— BEGIN Material for this task —

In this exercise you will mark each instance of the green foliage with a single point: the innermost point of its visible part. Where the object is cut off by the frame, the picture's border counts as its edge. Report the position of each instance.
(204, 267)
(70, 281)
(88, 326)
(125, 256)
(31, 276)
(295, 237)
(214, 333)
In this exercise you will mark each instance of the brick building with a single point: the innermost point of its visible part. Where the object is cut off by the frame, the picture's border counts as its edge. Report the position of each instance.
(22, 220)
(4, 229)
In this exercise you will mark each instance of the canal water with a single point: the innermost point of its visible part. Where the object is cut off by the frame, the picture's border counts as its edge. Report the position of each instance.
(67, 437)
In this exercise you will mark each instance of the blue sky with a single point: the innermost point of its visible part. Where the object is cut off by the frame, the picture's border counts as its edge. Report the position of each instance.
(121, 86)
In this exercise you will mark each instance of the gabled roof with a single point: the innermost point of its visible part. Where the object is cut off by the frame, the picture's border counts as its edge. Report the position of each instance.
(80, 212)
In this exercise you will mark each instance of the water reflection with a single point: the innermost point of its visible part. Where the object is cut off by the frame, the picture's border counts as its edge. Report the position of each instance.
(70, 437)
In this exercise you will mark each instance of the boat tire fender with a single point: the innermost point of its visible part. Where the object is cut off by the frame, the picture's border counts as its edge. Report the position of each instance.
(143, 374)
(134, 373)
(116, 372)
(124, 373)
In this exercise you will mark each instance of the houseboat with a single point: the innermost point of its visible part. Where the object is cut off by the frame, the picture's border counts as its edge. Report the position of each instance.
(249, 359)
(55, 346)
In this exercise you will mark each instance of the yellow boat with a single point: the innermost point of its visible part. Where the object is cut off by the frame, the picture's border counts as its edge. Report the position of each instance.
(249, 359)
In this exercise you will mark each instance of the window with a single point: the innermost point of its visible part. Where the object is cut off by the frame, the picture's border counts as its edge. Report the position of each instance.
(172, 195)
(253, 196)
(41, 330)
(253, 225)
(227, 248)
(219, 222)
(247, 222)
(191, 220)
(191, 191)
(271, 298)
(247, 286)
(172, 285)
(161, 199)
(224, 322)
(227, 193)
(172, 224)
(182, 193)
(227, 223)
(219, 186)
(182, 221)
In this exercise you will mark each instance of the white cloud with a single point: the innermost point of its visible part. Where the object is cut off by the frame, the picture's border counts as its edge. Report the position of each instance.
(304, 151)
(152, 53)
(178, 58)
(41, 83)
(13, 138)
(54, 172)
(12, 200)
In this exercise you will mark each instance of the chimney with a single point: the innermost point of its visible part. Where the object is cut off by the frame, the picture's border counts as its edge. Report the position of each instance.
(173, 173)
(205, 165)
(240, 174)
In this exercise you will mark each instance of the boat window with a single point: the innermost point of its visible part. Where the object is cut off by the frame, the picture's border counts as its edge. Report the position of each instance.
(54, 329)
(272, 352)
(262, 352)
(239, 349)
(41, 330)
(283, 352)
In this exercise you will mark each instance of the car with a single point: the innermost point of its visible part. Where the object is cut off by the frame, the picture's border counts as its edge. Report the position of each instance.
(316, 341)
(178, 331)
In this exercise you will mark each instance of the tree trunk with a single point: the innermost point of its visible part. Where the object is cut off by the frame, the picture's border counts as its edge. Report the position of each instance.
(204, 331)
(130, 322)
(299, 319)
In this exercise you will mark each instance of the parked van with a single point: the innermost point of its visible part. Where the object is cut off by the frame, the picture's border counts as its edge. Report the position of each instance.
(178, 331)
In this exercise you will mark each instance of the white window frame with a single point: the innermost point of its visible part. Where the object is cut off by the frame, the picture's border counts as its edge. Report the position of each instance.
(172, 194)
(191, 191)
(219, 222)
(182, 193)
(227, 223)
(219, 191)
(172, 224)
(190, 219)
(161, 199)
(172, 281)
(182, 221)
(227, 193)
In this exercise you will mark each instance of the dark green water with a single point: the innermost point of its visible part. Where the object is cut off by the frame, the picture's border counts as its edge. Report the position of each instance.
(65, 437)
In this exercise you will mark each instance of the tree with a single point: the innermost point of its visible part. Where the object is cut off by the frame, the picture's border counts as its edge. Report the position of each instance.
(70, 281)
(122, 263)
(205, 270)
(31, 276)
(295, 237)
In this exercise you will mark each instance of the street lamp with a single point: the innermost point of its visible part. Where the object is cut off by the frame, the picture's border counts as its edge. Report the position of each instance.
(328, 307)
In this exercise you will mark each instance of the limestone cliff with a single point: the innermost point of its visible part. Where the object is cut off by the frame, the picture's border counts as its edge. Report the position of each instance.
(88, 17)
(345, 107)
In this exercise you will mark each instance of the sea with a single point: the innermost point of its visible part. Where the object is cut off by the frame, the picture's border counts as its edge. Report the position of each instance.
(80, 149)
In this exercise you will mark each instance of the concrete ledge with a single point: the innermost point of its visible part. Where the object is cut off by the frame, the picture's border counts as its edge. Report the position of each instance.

— END Material for this task —

* Exercise objective: Reproduce every line from the one containing "In this exercise you will mark each instance of the street" through the end of the items, inclusive, with the requests included. Scale only the point coordinates in the answers by multiplying each by 0.35 and rounding to the nearest whole number, with halves rounded up.

* Expected answer:
In this exercise you will mark each instance of the street lamp with a single point: the innermost point of its visible part. Where the object is cut off by the frame, the picture's border counts as its edge. Report the position of each instance.
(115, 107)
In this exercise you will mark each instance of the limestone cliff with a single point: the innermost point of its visible part. Where the object is cut off by the frame, the picture's border counts as its edge. Report the position of each instance.
(31, 6)
(121, 37)
In this exercise you will mark each instance of the sea with a single point: the innermost point of its visible part. Where the object is cut off by the frame, the picture's border counts as its edge. Report the position of each instance.
(28, 52)
In this exercise you will mark each instance of the concrete ledge with a single point: the innermost point of its visible part. Where the object is cut off by the frame, the picture's border counts as its edge. Report the position of each instance.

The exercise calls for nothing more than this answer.